Each entry should be set down exactly as written, except for any picture it holds.

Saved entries
┄┄┄┄┄┄┄┄┄┄┄┄┄┄┄┄┄┄┄┄
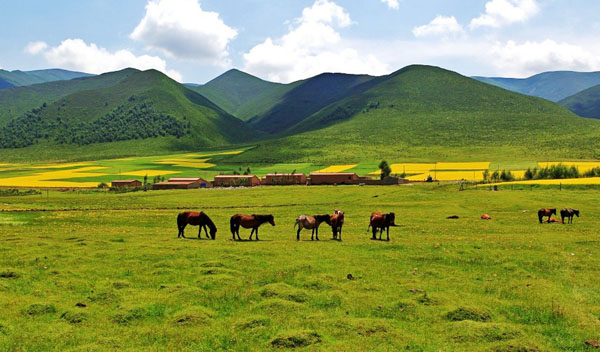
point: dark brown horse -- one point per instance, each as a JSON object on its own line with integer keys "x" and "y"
{"x": 196, "y": 219}
{"x": 568, "y": 213}
{"x": 545, "y": 212}
{"x": 311, "y": 223}
{"x": 382, "y": 222}
{"x": 249, "y": 222}
{"x": 337, "y": 221}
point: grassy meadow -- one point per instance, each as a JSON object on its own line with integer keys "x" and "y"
{"x": 92, "y": 270}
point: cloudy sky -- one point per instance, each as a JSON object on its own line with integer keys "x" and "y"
{"x": 286, "y": 40}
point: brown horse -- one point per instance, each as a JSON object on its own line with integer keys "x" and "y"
{"x": 568, "y": 213}
{"x": 311, "y": 223}
{"x": 382, "y": 222}
{"x": 337, "y": 221}
{"x": 546, "y": 212}
{"x": 249, "y": 222}
{"x": 196, "y": 219}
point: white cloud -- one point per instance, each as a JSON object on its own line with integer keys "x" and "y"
{"x": 499, "y": 13}
{"x": 529, "y": 58}
{"x": 75, "y": 54}
{"x": 312, "y": 46}
{"x": 35, "y": 48}
{"x": 393, "y": 4}
{"x": 439, "y": 26}
{"x": 180, "y": 28}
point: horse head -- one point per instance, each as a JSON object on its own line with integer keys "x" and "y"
{"x": 390, "y": 219}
┄┄┄┄┄┄┄┄┄┄┄┄┄┄┄┄┄┄┄┄
■ Answer space
point: dark brown horse -- one point per instance, each as a JSON object on its own line with integer keys "x" and "y"
{"x": 196, "y": 219}
{"x": 568, "y": 213}
{"x": 545, "y": 212}
{"x": 311, "y": 223}
{"x": 382, "y": 222}
{"x": 249, "y": 222}
{"x": 337, "y": 221}
point: grassy meadow -- one point per instance, each as a JSON object on its own line with integer keys "x" and "y"
{"x": 92, "y": 270}
point: cloudy sky -- one point per instance, each as a JSON object on its own line with integer keys "x" and "y"
{"x": 286, "y": 40}
point: brown horse -- one point per instance, each as a JSON object on its own line with integer keys "x" and "y"
{"x": 568, "y": 213}
{"x": 311, "y": 223}
{"x": 382, "y": 222}
{"x": 337, "y": 221}
{"x": 546, "y": 212}
{"x": 249, "y": 222}
{"x": 196, "y": 219}
point: white cloud -- one point per instance, each as a JSON object on its own line with integer keys "x" and "y"
{"x": 499, "y": 13}
{"x": 529, "y": 58}
{"x": 75, "y": 54}
{"x": 312, "y": 46}
{"x": 35, "y": 48}
{"x": 393, "y": 4}
{"x": 439, "y": 26}
{"x": 180, "y": 28}
point: horse head -- one point per instance, each as a JSON object on its own line with integer keys "x" and "y"
{"x": 390, "y": 219}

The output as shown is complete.